- [TASK DESCRIPTION]: The listing below should be copied in full, word for word.

- [DATA RECORDS]:
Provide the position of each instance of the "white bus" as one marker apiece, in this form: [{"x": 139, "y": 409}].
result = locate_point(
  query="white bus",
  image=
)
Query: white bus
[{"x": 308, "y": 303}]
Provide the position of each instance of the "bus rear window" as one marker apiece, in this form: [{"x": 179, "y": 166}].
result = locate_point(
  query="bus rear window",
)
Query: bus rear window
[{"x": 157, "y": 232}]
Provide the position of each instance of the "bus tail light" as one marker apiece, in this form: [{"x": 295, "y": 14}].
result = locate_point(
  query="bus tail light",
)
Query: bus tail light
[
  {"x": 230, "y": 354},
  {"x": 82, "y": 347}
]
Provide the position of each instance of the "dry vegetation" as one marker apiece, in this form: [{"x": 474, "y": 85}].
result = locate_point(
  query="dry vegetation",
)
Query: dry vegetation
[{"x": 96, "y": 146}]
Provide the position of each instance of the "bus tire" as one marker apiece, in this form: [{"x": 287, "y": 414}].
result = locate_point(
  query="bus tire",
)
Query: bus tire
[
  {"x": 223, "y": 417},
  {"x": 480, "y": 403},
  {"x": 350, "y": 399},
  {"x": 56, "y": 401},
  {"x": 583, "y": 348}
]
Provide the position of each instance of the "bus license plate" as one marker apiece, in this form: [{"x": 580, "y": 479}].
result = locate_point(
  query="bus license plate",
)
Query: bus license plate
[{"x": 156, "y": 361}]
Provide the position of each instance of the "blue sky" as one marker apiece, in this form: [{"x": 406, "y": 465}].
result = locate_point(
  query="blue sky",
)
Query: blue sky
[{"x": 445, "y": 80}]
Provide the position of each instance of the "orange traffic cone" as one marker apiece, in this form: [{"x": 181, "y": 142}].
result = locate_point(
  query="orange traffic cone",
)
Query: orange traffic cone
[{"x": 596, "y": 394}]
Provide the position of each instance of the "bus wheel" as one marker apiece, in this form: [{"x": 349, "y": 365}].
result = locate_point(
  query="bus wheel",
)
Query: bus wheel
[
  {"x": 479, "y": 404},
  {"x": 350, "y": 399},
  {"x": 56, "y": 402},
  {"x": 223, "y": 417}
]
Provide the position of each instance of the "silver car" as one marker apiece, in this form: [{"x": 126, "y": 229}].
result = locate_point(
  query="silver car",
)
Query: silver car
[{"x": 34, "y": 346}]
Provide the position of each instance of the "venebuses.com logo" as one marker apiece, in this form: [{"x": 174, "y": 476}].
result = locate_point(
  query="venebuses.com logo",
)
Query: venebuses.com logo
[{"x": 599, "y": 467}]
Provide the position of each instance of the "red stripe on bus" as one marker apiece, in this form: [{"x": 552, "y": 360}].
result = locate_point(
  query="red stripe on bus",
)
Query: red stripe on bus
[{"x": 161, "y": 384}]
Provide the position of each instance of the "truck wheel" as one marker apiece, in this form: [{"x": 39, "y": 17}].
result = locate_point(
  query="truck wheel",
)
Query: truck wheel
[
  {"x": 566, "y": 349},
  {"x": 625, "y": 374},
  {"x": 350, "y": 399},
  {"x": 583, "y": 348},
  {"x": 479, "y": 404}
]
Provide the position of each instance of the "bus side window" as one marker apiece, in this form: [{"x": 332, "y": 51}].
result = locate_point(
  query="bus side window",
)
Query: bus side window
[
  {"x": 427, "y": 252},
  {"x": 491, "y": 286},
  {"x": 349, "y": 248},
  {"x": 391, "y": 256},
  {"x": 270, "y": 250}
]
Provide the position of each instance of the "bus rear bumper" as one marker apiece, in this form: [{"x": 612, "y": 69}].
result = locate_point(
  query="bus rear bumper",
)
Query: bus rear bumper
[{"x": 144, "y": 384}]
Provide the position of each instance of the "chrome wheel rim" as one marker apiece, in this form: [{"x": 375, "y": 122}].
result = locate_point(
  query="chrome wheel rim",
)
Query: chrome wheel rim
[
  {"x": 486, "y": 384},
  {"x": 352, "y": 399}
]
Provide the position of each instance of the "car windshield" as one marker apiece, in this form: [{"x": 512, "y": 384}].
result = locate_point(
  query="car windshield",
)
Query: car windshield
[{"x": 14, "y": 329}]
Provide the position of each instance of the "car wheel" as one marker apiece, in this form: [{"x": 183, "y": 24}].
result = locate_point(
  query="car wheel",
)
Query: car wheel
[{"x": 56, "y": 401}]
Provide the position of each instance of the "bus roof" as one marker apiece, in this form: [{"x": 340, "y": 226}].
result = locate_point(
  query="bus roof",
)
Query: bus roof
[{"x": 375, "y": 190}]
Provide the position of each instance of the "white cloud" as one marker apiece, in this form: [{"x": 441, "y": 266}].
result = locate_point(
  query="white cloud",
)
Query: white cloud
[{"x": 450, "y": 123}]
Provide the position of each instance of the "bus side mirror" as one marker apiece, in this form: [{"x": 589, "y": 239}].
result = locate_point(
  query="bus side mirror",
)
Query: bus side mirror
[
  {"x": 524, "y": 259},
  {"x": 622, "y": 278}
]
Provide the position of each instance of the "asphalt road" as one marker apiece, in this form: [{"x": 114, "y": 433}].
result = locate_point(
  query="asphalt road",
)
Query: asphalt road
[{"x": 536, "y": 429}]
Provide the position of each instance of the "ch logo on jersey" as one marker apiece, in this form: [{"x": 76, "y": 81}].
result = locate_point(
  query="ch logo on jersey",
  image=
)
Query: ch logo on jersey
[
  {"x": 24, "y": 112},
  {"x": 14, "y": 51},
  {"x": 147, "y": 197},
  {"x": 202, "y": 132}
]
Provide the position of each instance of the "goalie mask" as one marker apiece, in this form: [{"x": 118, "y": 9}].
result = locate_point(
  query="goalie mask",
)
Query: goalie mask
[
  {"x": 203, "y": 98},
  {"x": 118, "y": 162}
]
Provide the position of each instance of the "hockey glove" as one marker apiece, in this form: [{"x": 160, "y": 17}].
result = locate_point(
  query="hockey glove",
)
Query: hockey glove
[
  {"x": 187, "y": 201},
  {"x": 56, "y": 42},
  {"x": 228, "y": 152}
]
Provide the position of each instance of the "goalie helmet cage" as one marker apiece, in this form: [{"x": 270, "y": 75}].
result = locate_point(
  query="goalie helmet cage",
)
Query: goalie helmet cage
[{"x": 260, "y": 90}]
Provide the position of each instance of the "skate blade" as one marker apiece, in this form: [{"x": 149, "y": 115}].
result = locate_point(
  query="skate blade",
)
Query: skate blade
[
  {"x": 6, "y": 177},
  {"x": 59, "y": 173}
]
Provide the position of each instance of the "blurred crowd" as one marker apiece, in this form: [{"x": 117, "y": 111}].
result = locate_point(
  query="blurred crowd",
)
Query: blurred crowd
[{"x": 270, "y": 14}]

- [RESULT]:
Provide the position of each instance of the "white bus" as one marker apiece, in this form: [{"x": 139, "y": 409}].
result = locate_point(
  query="white bus",
  image=
)
Query: white bus
[{"x": 308, "y": 303}]
Provide the position of each instance of the "bus rear window" as one marker apiece, in this form: [{"x": 179, "y": 166}].
result = locate_point(
  query="bus rear window",
)
Query: bus rear window
[{"x": 157, "y": 232}]
Provide the position of each instance of the "bus tail light" as one marker apiece, in this form: [{"x": 295, "y": 14}].
result = locate_point(
  query="bus tail light",
)
Query: bus tail light
[
  {"x": 230, "y": 354},
  {"x": 82, "y": 347}
]
Provide the position of each instance of the "dry vegetation" as one marker apiece, in this form: [{"x": 474, "y": 85}].
result = locate_point(
  query="dry vegetation",
)
Query: dry vegetation
[{"x": 96, "y": 146}]
Provide the position of each instance of the "bus tire" as one marker apiece, in this form: [{"x": 287, "y": 414}].
result = locate_point(
  query="bus tire",
)
Query: bus tire
[
  {"x": 223, "y": 417},
  {"x": 480, "y": 403},
  {"x": 350, "y": 399},
  {"x": 56, "y": 401},
  {"x": 583, "y": 348}
]
Provide the position of each instance of the "bus license plate" as one marker apiece, in this form: [{"x": 580, "y": 479}].
result = locate_point(
  query="bus license plate",
)
Query: bus license plate
[{"x": 156, "y": 361}]
Provide the position of each instance of the "blue sky" as one marker apiece, in this form: [{"x": 406, "y": 465}].
result = locate_point(
  query="blue sky",
)
Query: blue sky
[{"x": 445, "y": 80}]
Provide the position of each instance of the "orange traffic cone" as one marker apiece, in this form: [{"x": 181, "y": 142}].
result = locate_point(
  query="orange traffic cone",
)
Query: orange traffic cone
[{"x": 596, "y": 394}]
Provide the position of each instance of the "bus wheel" as one marker apiece, in this form: [{"x": 349, "y": 365}].
result = locate_point(
  query="bus wheel",
)
Query: bus wheel
[
  {"x": 479, "y": 404},
  {"x": 350, "y": 399},
  {"x": 56, "y": 402},
  {"x": 223, "y": 417}
]
Provide the position of each instance of the "silver car" as one marker apiece, in this form: [{"x": 126, "y": 229}].
result = locate_point(
  query="silver car",
)
Query: silver car
[{"x": 34, "y": 346}]
Provide the position of each instance of the "venebuses.com logo" as one marker apiece, in this form: [{"x": 174, "y": 476}].
result = locate_point(
  query="venebuses.com logo",
)
Query: venebuses.com logo
[{"x": 599, "y": 467}]
Provide the position of each instance of the "red stripe on bus" as one marker apiece, in this form: [{"x": 552, "y": 360}].
result = locate_point(
  query="red stripe on bus",
)
Query: red stripe on bus
[{"x": 161, "y": 384}]
Provide the position of each instance of the "truck wheel" as one marker apiece, in this form: [{"x": 39, "y": 17}].
result = locate_point(
  query="truck wheel",
)
Query: truck wheel
[
  {"x": 566, "y": 349},
  {"x": 625, "y": 374},
  {"x": 350, "y": 399},
  {"x": 583, "y": 348},
  {"x": 479, "y": 404}
]
Provide the position of each instance of the "bus side window" as one marker apiece, in this form: [{"x": 332, "y": 51}].
result = locate_point(
  query="bus side window",
)
Query: bus side window
[
  {"x": 427, "y": 252},
  {"x": 491, "y": 286},
  {"x": 349, "y": 248},
  {"x": 391, "y": 256},
  {"x": 270, "y": 250}
]
Provide the position of each instance of the "bus rear bumper" as one marker apiece, in this form: [{"x": 612, "y": 69}].
result = locate_point(
  query="bus rear bumper",
)
Query: bus rear bumper
[{"x": 144, "y": 384}]
Provide the position of each instance of the "chrome wheel rim" as one marker apiece, in this form: [{"x": 375, "y": 122}].
result = locate_point(
  query="chrome wheel rim",
)
Query: chrome wheel rim
[
  {"x": 486, "y": 384},
  {"x": 352, "y": 399}
]
Provide the position of each instance of the "car windshield" as one marker apiece, in this form: [{"x": 512, "y": 384}].
result = locate_point(
  query="car windshield",
)
Query: car windshield
[{"x": 14, "y": 329}]
Provide the position of each instance of the "car wheel" as one marker apiece, in this form: [{"x": 183, "y": 24}].
result = locate_point(
  query="car wheel",
)
Query: car wheel
[{"x": 56, "y": 401}]
Provide the position of each instance of the "bus roof" as one marker apiece, in this form: [{"x": 340, "y": 226}].
result = locate_point(
  query="bus roof",
)
Query: bus roof
[{"x": 375, "y": 190}]
Provide the position of each instance of the "white cloud" as one marker apiece, in this form: [{"x": 441, "y": 266}].
result = locate_point(
  query="white cloud",
)
Query: white cloud
[{"x": 450, "y": 123}]
Provide the position of each instance of the "bus side mirror" as one marker apiece, in this form: [{"x": 589, "y": 239}].
result = locate_point(
  query="bus side mirror",
)
Query: bus side mirror
[
  {"x": 524, "y": 259},
  {"x": 622, "y": 278}
]
Provide the position of each instance of the "asphalt road" as one marker apiece, in this form: [{"x": 114, "y": 433}].
result = locate_point(
  query="asphalt road",
)
Query: asphalt road
[{"x": 536, "y": 429}]
Provide the position of each instance of the "ch logo on jersey" as one marker apiece, in this form: [{"x": 76, "y": 81}].
result = locate_point(
  query="ch logo on jersey",
  image=
)
Query: ch logo on jersey
[
  {"x": 24, "y": 112},
  {"x": 14, "y": 51},
  {"x": 147, "y": 197},
  {"x": 202, "y": 132}
]
Provide the position of each instance of the "goalie mask" as one marker apiece, in this form: [{"x": 118, "y": 9}].
result = locate_point(
  query="goalie mask",
)
Query: goalie mask
[
  {"x": 203, "y": 98},
  {"x": 118, "y": 162}
]
Provide the position of each instance of the "hockey glove" as one marker apiece, in this form: [{"x": 160, "y": 17}].
result = locate_point(
  query="hockey glove",
)
Query: hockey glove
[
  {"x": 187, "y": 201},
  {"x": 56, "y": 42},
  {"x": 228, "y": 152}
]
Provide the position of each instance of the "goalie helmet cage" as one marker apiece, in this form: [{"x": 270, "y": 75}].
result = locate_point(
  query="goalie helmet cage",
)
Query: goalie helmet cage
[{"x": 260, "y": 90}]
Provide the position of each instance of the "skate blade" as one marker apiece, in this form: [{"x": 149, "y": 115}].
result = locate_point(
  query="skate blade",
)
Query: skate blade
[
  {"x": 6, "y": 177},
  {"x": 59, "y": 173}
]
Provide the position of each instance of the "blurred crowd" as one marker apiece, in this form: [{"x": 117, "y": 111}].
result = locate_point(
  query="blurred crowd",
)
Query: blurred crowd
[{"x": 270, "y": 14}]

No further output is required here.